WHAT NEEDS TO BE DONE: Put the items below into a two-column CSV headed "text" and "answer", with one row per item, each field in double quotes, and line breaks replaced by spaces. Leave out the pictures.

DATA ENTRIES:
BEGIN

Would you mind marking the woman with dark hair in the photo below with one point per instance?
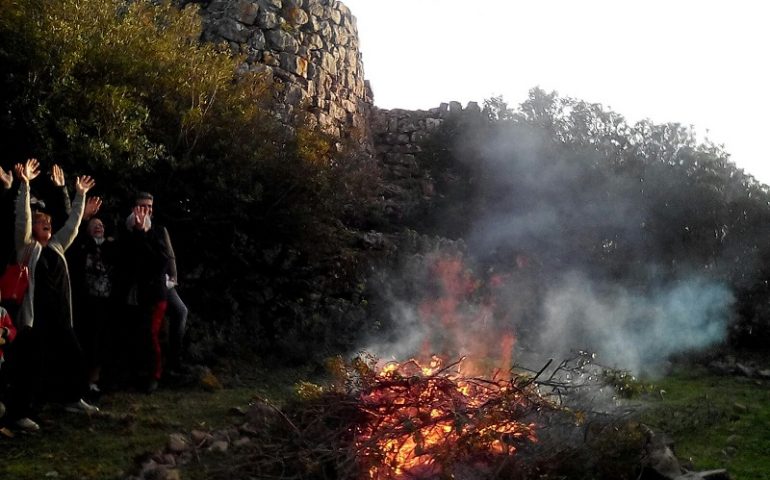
(47, 361)
(92, 259)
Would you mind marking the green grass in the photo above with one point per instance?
(130, 425)
(715, 421)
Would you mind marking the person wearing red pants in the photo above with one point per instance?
(142, 273)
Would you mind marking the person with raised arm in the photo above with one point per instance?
(48, 362)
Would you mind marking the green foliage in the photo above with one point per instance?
(715, 422)
(576, 186)
(126, 92)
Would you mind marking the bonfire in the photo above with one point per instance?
(422, 421)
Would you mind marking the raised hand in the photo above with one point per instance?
(27, 171)
(84, 183)
(93, 204)
(6, 178)
(57, 176)
(139, 217)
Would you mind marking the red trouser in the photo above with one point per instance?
(158, 312)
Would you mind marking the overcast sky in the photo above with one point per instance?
(700, 63)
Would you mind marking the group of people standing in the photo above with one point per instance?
(95, 306)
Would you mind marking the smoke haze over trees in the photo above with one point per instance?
(637, 241)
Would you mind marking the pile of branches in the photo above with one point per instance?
(402, 422)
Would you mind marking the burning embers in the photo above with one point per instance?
(421, 422)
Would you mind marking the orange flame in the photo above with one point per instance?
(422, 417)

END

TASK ANSWER:
text,answer
"Would you mind marking the woman with dark hair in the photo below with one point per instance?","(47, 361) (92, 259)"
"Would you mind marking the green grass in the photo above with one point per instance?","(130, 425) (715, 421)"
"Would you mind marking the person wearing red pants in the photo above with one point per instance?","(142, 273)"
"Would you mind marking the person with raised arm in the photo above with one point per instance?","(48, 362)"
"Would you mind marking the green foliage in the photo above with one point per instance?","(715, 422) (576, 186) (126, 92)"
"Would you mind marking the bonfire in the photo above with one point per instance?","(422, 421)"
"Would you mind marking the raised hand in the photo above with one point per instance?","(27, 171) (84, 183) (93, 204) (6, 178) (57, 176) (139, 217)"
"Would you mind marking the red trouser in the photo above with one point per instance?","(158, 312)"
"Would you mind marking the overcast sky in the photo above with one point per instance?","(700, 63)"
"Would you mind marking the group of people standing in the photo above with one point per instance?","(95, 306)"
"Would you mind marking the smoke haze over trees in the photo above with one point per instance?","(637, 241)"
"Would you mind marking the pile of branches in the photo above with one point per instance?","(402, 422)"
"Would you mind marking the burning embers in the photo above with one point per instance?","(421, 422)"
"Would you mind marking the orange flame in the photo above with one point per instance?","(422, 417)"